**WHAT TO DO:**
Would you transcribe each entry that follows word for word, minus the images?

**DATASET RECORDS:**
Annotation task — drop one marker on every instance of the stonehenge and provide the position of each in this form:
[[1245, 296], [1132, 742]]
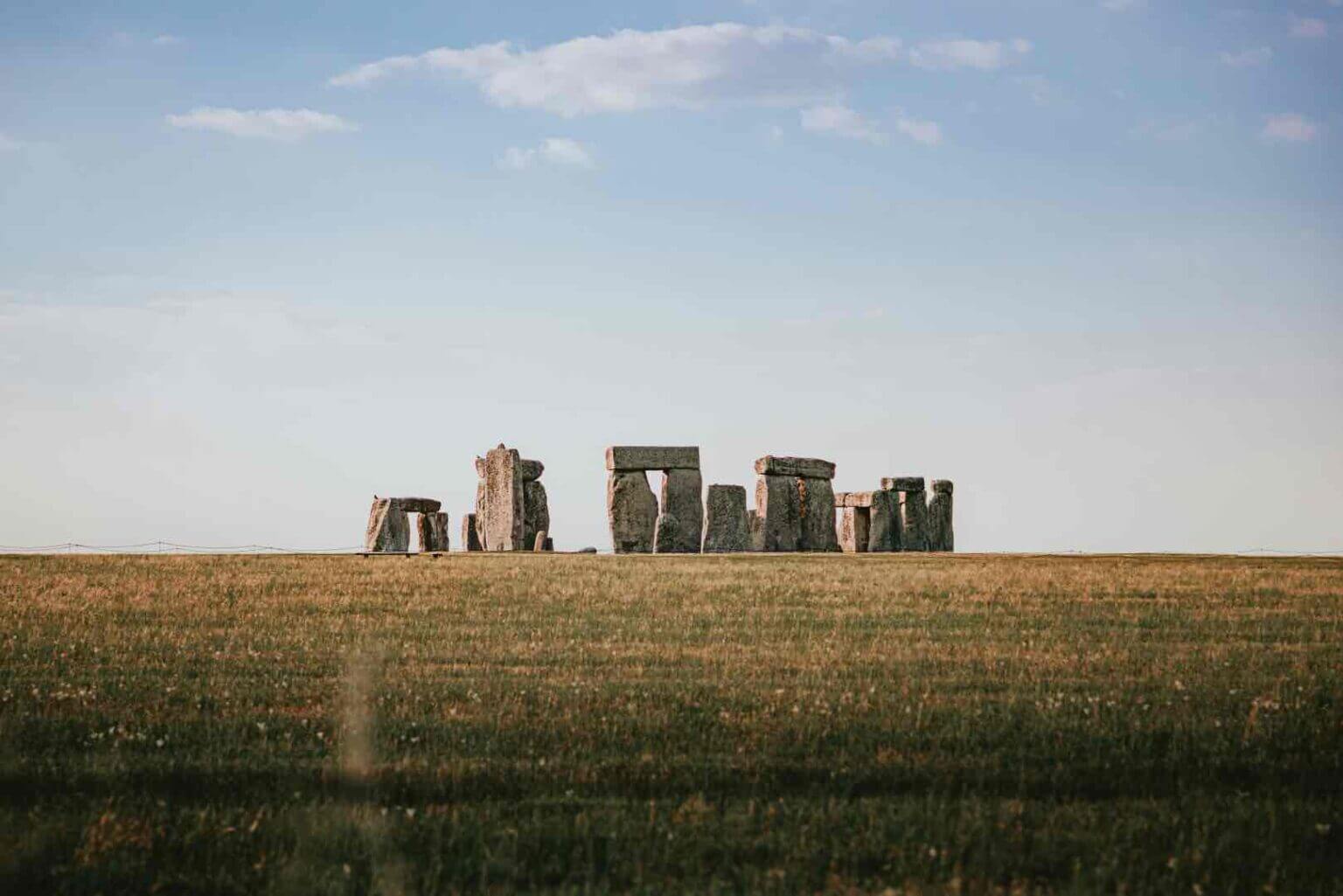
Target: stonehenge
[[796, 510], [796, 504], [726, 524], [511, 510], [390, 530], [639, 522]]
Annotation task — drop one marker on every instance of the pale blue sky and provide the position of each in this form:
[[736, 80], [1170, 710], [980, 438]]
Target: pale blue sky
[[1084, 258]]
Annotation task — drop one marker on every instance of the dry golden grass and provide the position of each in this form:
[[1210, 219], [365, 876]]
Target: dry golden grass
[[709, 723]]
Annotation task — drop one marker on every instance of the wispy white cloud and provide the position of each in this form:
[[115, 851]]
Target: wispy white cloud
[[688, 67], [553, 150], [1247, 58], [985, 55], [1310, 27], [923, 132], [1288, 128], [841, 122], [268, 124]]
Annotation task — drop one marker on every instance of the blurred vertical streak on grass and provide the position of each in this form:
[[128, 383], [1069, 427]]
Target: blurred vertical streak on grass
[[922, 723]]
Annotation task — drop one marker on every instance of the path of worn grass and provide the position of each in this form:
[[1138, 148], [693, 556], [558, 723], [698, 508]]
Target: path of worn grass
[[787, 723]]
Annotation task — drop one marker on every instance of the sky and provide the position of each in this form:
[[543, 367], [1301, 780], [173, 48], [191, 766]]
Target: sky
[[261, 260]]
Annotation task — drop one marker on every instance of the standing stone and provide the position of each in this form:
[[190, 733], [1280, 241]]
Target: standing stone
[[940, 535], [538, 511], [726, 522], [388, 528], [504, 507], [631, 512], [854, 527], [433, 531], [817, 501], [779, 507], [914, 520], [470, 535], [683, 503], [882, 524]]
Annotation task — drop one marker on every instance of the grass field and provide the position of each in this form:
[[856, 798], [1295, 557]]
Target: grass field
[[476, 723]]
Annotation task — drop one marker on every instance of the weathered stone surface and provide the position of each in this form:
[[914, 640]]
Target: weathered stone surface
[[882, 523], [418, 505], [726, 523], [470, 533], [796, 467], [940, 535], [779, 508], [538, 511], [388, 527], [902, 483], [480, 512], [683, 501], [914, 520], [504, 508], [648, 457], [817, 500], [433, 531], [631, 512], [853, 530]]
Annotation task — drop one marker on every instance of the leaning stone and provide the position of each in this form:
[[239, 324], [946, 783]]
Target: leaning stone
[[853, 530], [433, 531], [914, 520], [902, 483], [817, 503], [940, 535], [504, 508], [683, 500], [779, 508], [470, 536], [726, 523], [536, 511], [631, 512], [388, 528], [796, 467], [645, 457], [882, 524]]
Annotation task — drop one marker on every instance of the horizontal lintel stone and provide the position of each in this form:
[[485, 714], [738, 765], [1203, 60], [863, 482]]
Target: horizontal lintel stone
[[807, 468], [649, 457]]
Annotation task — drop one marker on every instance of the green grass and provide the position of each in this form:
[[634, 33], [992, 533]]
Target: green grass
[[477, 723]]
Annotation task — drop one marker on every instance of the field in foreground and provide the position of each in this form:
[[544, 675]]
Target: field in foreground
[[691, 725]]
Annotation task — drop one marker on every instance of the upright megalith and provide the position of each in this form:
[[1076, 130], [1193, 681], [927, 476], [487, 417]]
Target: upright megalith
[[796, 504], [388, 528], [727, 528], [511, 503], [779, 513], [677, 525], [631, 512], [504, 503], [470, 535], [681, 500], [433, 531], [911, 511], [940, 536]]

**COMPLETED TASK:**
Annotation task — drop one marker on every instance of the stonehenge and provide the position of each in this form:
[[1245, 296], [1132, 742]]
Target: stonehenge
[[796, 510], [796, 504], [726, 524], [511, 510], [390, 530], [639, 522]]
Annotation task — drop one marker on every instance of the pale blue sky and provide the position of each in this form:
[[736, 80], [1170, 710], [980, 438]]
Target: pale blue sky
[[1084, 258]]
Annotation task — drop one marker on every instance of the dry golden grass and provide the position of each in this form:
[[1210, 219], [365, 876]]
Target: dry golden grass
[[709, 723]]
Annotation task — drop one marker on every instance of the wispy white cloud and provide the position of each in this form:
[[115, 851]]
Target: wispy white cloud
[[688, 67], [553, 150], [1247, 58], [985, 55], [1310, 27], [923, 132], [1288, 128], [841, 122], [268, 124]]
Annotation task — drop one marker on every instance of the blurred vertical streak on grass and provide the position of each in this form:
[[128, 383], [1069, 427]]
Target: blurred vertical streak on grass
[[922, 723]]
Annotation task — drop one marker on every instance of the path of worn grass and provide the position of each in this form:
[[1138, 148], [693, 556], [558, 723], [698, 508]]
Target: path of worn grass
[[787, 723]]
Annotation task — drop one marker on every instance of the sky and provide the position of each in this form:
[[543, 367], [1301, 780], [173, 48], [191, 766]]
Target: sky
[[261, 260]]
Annotation task — drop one marker on every instance of the standing stone and provide the position of each in this form:
[[190, 733], [1280, 241]]
Target: standing stone
[[940, 535], [538, 511], [726, 522], [388, 528], [504, 507], [631, 512], [854, 527], [433, 531], [817, 501], [779, 507], [914, 520], [470, 535], [683, 503], [882, 524]]
Annotation task — drop one marker on every instance of the grass field and provide the position of each in this form:
[[856, 798], [1295, 557]]
Target: grass field
[[476, 723]]
Annotation task — drop one marker on every instance of the weathered stone surface and provide the position of each in this form:
[[914, 640]]
Target: weathered stone surface
[[882, 523], [418, 505], [726, 523], [470, 533], [796, 467], [940, 535], [779, 508], [538, 511], [388, 527], [902, 483], [480, 512], [683, 501], [914, 520], [504, 508], [648, 457], [817, 500], [433, 531], [631, 512], [853, 530]]
Annotation task — drop one marker on every instance of the leaning stone and provide the position of each in this form:
[[239, 324], [946, 783]]
Target: leaning stone
[[853, 530], [433, 531], [914, 520], [902, 483], [817, 503], [940, 535], [504, 508], [683, 500], [779, 508], [470, 536], [726, 523], [536, 511], [631, 512], [388, 528], [796, 467], [645, 457], [882, 524]]
Annotation task — drop one marker on every instance of the horizontal lintel stone and provide the position of each in this form:
[[485, 714], [738, 765], [1203, 60], [863, 482]]
Target: horizontal lintel stone
[[807, 468], [649, 457]]
Annotation task — drop one marker on every instance of the green grass and provide the position of each in this form:
[[634, 33], [992, 533]]
Target: green grass
[[477, 723]]
Annotation task — drop one marker on every instance of the field in foreground and provide the position of each in this form:
[[544, 675]]
Target: field in foreground
[[691, 725]]
Annotation task — drop one marker on every instance of the upright megalith and provide the position of each in this form:
[[1076, 130], [1193, 681], [927, 476], [487, 417]]
Target: upright megalith
[[796, 504], [388, 528], [727, 528], [511, 503], [779, 513], [677, 525], [631, 512], [504, 503], [470, 535], [681, 500], [433, 531], [911, 511], [940, 536]]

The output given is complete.